_Data for the task_.
** begin **

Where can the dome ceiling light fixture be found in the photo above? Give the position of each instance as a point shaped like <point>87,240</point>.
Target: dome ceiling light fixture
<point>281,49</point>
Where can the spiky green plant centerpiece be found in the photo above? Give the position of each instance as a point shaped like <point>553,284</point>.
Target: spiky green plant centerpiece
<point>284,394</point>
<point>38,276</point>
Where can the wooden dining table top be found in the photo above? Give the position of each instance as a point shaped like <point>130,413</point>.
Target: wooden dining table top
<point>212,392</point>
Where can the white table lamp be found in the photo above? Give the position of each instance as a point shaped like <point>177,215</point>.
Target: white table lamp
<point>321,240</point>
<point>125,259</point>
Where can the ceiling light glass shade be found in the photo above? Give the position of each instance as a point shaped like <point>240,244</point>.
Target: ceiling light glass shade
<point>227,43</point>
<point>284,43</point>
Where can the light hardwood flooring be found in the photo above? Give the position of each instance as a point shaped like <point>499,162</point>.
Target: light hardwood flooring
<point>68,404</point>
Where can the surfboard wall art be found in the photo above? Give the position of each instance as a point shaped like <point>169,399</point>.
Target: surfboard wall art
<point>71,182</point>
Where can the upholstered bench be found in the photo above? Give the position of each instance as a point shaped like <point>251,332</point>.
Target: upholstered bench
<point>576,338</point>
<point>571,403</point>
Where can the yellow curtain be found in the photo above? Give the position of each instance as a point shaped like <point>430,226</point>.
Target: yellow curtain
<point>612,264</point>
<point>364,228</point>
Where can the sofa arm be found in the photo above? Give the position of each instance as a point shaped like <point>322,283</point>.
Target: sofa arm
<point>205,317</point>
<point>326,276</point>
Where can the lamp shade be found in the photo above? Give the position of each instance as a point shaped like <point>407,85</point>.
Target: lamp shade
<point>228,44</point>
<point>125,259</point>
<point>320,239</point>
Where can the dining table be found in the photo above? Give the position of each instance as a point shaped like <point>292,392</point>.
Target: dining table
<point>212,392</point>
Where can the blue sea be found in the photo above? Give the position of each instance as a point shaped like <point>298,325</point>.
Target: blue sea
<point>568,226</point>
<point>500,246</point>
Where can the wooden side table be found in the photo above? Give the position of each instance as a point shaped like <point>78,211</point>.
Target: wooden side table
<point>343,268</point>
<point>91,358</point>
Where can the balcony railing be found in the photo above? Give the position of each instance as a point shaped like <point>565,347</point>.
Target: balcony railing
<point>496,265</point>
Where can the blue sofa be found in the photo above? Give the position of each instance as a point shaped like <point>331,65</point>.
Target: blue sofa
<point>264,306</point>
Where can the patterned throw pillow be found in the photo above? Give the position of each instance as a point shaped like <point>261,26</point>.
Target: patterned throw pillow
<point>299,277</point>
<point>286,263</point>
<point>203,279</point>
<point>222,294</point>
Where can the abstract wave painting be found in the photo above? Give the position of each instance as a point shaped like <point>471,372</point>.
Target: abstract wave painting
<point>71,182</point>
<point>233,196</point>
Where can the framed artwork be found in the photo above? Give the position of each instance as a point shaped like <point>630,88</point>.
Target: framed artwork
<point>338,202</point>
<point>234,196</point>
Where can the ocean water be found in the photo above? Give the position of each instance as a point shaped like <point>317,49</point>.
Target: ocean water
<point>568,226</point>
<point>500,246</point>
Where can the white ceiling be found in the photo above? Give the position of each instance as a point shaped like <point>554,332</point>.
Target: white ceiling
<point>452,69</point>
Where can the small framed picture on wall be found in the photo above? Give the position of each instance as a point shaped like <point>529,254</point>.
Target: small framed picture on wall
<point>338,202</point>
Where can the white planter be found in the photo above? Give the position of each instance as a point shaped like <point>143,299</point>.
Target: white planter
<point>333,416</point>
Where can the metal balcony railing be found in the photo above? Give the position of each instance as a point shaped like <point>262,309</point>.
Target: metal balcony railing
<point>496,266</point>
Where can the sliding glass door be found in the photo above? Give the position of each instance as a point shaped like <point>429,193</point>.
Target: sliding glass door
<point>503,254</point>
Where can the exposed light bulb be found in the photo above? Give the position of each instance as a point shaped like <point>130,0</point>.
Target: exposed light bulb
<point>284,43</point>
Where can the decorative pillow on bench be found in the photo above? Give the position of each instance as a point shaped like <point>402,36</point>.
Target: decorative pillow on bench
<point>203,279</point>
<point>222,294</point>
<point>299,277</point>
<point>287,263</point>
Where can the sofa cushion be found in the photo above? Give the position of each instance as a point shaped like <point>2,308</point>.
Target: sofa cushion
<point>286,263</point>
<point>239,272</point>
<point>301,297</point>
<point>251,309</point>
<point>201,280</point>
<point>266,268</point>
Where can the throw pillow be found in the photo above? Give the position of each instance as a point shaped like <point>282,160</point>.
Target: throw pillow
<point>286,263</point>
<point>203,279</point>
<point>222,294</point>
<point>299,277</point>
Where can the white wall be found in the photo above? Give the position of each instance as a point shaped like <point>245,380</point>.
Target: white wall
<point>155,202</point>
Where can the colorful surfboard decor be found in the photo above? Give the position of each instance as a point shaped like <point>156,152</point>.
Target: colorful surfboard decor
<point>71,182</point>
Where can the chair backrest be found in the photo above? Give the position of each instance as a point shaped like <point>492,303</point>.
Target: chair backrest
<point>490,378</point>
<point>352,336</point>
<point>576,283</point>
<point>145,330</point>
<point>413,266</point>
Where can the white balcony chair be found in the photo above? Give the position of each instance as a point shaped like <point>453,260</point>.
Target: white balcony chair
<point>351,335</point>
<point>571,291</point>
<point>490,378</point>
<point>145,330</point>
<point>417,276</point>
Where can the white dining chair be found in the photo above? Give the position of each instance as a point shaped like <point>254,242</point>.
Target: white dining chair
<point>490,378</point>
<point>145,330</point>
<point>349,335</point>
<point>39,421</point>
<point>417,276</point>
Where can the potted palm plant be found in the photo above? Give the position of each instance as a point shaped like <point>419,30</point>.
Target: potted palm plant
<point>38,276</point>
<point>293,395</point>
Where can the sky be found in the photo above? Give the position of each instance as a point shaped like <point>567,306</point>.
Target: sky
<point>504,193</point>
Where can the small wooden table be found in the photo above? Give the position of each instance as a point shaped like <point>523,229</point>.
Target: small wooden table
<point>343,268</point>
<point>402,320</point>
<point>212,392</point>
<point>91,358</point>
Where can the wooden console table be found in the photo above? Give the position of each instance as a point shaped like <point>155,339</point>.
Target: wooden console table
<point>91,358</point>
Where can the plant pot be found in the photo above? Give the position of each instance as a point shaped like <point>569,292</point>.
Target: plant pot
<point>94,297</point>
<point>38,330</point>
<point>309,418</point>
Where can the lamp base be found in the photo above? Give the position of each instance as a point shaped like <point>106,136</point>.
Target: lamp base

** end **

_Description of the task_.
Rewrite every one of the records above, putting "every instance" in place of "each instance" wherever it occurs and changing nothing else.

_Task result_.
Where can the dome ceiling light fixture be found in the photo above? Give the position of every instance as a point shaped like <point>87,240</point>.
Target: dome ceiling light fixture
<point>281,49</point>
Where can the spiky green plant centerpiece be found in the photo above? Give the position of every instance as a point shaped like <point>553,284</point>.
Target: spiky green plant centerpiece
<point>284,394</point>
<point>38,276</point>
Where can the wooden dining table top be found in the photo above? Give the position of every instance as a point shaped like <point>130,413</point>.
Target: wooden dining table top
<point>212,392</point>
Where can the white table lamp be found in the photo above? Give the position of every instance as a point shaped like <point>177,215</point>.
Target: white table lamp
<point>321,240</point>
<point>125,259</point>
Where can the ceiling light glass shade be found in the photo above? Give the position of every instance as a point shaped like <point>240,244</point>.
Target: ceiling light glass shade
<point>227,43</point>
<point>284,43</point>
Where can the light hardwood flooring be found in the photo above? Give the position of every instance as a point shaped like <point>499,162</point>.
Target: light hardwood flooring
<point>68,404</point>
Where can the surfboard wall art be found in the photo above? Give the position of every instance as a point shaped like <point>169,399</point>.
Target: surfboard wall art
<point>71,182</point>
Where can the upholstered bench be found in the photo above? Give the position of every instance as a point shaped like <point>251,332</point>.
Target: upholstered bench
<point>576,338</point>
<point>571,403</point>
Where can the yellow curtain be found in the photo above? Give the position of every instance as a point shaped like <point>430,226</point>.
Target: yellow curtain
<point>612,264</point>
<point>364,228</point>
Where can the sofa arm be found in the photo above? Give the position of every instance as a point shaped like <point>322,283</point>.
Target: sofa arm
<point>205,317</point>
<point>326,276</point>
Where can the lamp shade be found in the photo above? Give the position of every instance as a point shaped like <point>407,85</point>.
Target: lamp shade
<point>228,44</point>
<point>125,259</point>
<point>320,239</point>
Where can the dining table be found in the photo above? Give the position of every instance as a point shaped like <point>292,392</point>.
Target: dining table
<point>212,392</point>
Where can the blue sea be found in the photo above? Give the position of every instance as a point shaped like <point>298,325</point>.
Target: blue sea
<point>568,226</point>
<point>500,246</point>
Where can the wooden side table be found in the photo above? Give the position of every instance as a point shaped like <point>78,211</point>.
Target: wooden side table
<point>343,268</point>
<point>91,358</point>
Where can the balcony railing be found in the photo above? Give the position of every instance as a point shaped like <point>565,347</point>.
Target: balcony railing
<point>496,265</point>
Where can the blue sofa be found in the photo above? Give the position of every instance as a point shaped like <point>331,65</point>.
Target: blue sofa
<point>264,306</point>
Where can the patterned throw pillow be found in the photo above? Give the position of every instance as a point shaped like <point>261,26</point>.
Target: patterned throw pillow
<point>299,277</point>
<point>286,263</point>
<point>203,279</point>
<point>222,294</point>
Where can the abstract wave painting be found in the photo above? Give the position of every instance as a point shaped like <point>471,372</point>.
Target: abstract wave painting
<point>71,182</point>
<point>233,196</point>
Where can the framed artwork be found in the photo above? Give the position of every instance as a point shaped like <point>630,88</point>.
Target: framed artwork
<point>338,202</point>
<point>234,196</point>
Where can the ocean water be found in the photo above? Give the position of every instance as a point shaped like <point>317,49</point>.
Target: ocean water
<point>568,226</point>
<point>500,246</point>
Where can the white ceiling be found in the photo above? Give the position of every instance as a point shaped like <point>554,332</point>.
Target: white ceiling
<point>452,69</point>
Where can the small framed picture on wall be found in the photo above? Give the position of every instance as a point shaped like <point>529,254</point>.
Target: small framed picture on wall
<point>338,202</point>
Where can the white planter be found in the photo above? Give the position of every instance as a point shaped like <point>143,299</point>.
Target: white planter
<point>333,416</point>
Where can the metal balcony railing be found in the photo above? Give the position of every instance as a point shaped like <point>262,309</point>.
Target: metal balcony railing
<point>496,266</point>
Where can the sliding glass door be found in the photo above? Give the position of every instance as a point shaped like <point>429,193</point>.
Target: sliding glass door
<point>503,254</point>
Where can the exposed light bulb be found in the photo above? Give the position of every instance as a point shaped like <point>130,0</point>.
Target: exposed light bulb
<point>284,43</point>
Where can the decorative pillow on bench be found in the photo above? Give the position of every instance as a point shaped like <point>402,36</point>.
Target: decorative pillow on bench
<point>203,279</point>
<point>222,294</point>
<point>299,277</point>
<point>287,263</point>
Where can the sofa cushion be found in the photo above? Give the position of every instance as a point shaped like <point>2,308</point>.
Target: sofa cushion
<point>286,263</point>
<point>239,272</point>
<point>301,297</point>
<point>251,309</point>
<point>201,280</point>
<point>266,268</point>
Where can the throw pillow be found in the photo above? Give the position of every instance as a point shaped like <point>282,160</point>.
Target: throw pillow
<point>286,263</point>
<point>203,279</point>
<point>222,294</point>
<point>299,277</point>
Where can the white wall be found in the photo above? Give the position of every instance as a point shaped like <point>245,380</point>.
Target: white wall
<point>155,202</point>
Where can the colorful surfboard decor be found in the photo above? Give the position of every instance as a point shaped like <point>156,152</point>.
Target: colorful surfboard decor
<point>71,182</point>
Where can the chair backrest be found in the photo above? Give the position of every instance as a point shaped like <point>492,303</point>.
Target: chair backrest
<point>490,378</point>
<point>352,336</point>
<point>576,283</point>
<point>145,330</point>
<point>413,266</point>
Where can the white balcony chair be found in the photo above? Give the position of every instance as a point shaped like <point>453,260</point>.
Target: white balcony chair
<point>351,335</point>
<point>571,291</point>
<point>490,378</point>
<point>145,330</point>
<point>417,276</point>
Where can the white dining chair be found in the photo above? Give the position of every instance as a point shaped like <point>254,242</point>.
Target: white dining chair
<point>490,378</point>
<point>145,330</point>
<point>349,335</point>
<point>39,421</point>
<point>417,276</point>
Where can the potted palm plant be found in the photo above? Give the position of every instance as a point shaped like <point>419,30</point>.
Target: potted palm plant
<point>38,276</point>
<point>293,395</point>
Where can the sky be found in the photo above? Give the position of every instance as a point shaped like <point>567,306</point>.
Target: sky
<point>504,193</point>
Where can the small wooden table be found in the photo above? Give the position of every instance as a point shaped like <point>523,229</point>.
Target: small wooden table
<point>343,268</point>
<point>402,320</point>
<point>212,392</point>
<point>91,358</point>
Where can the wooden console table be found in the photo above? Give the position of every instance as a point shaped like <point>155,339</point>.
Target: wooden console table
<point>91,358</point>
Where can the plant pot be found in the photo above? Give the position of every instance as a point shaped like <point>569,292</point>.
Target: plant pot
<point>94,297</point>
<point>38,330</point>
<point>309,418</point>
Where can the lamp base be found in the photo above? Give the position of every instance as a point shaped like <point>106,136</point>.
Target: lamp base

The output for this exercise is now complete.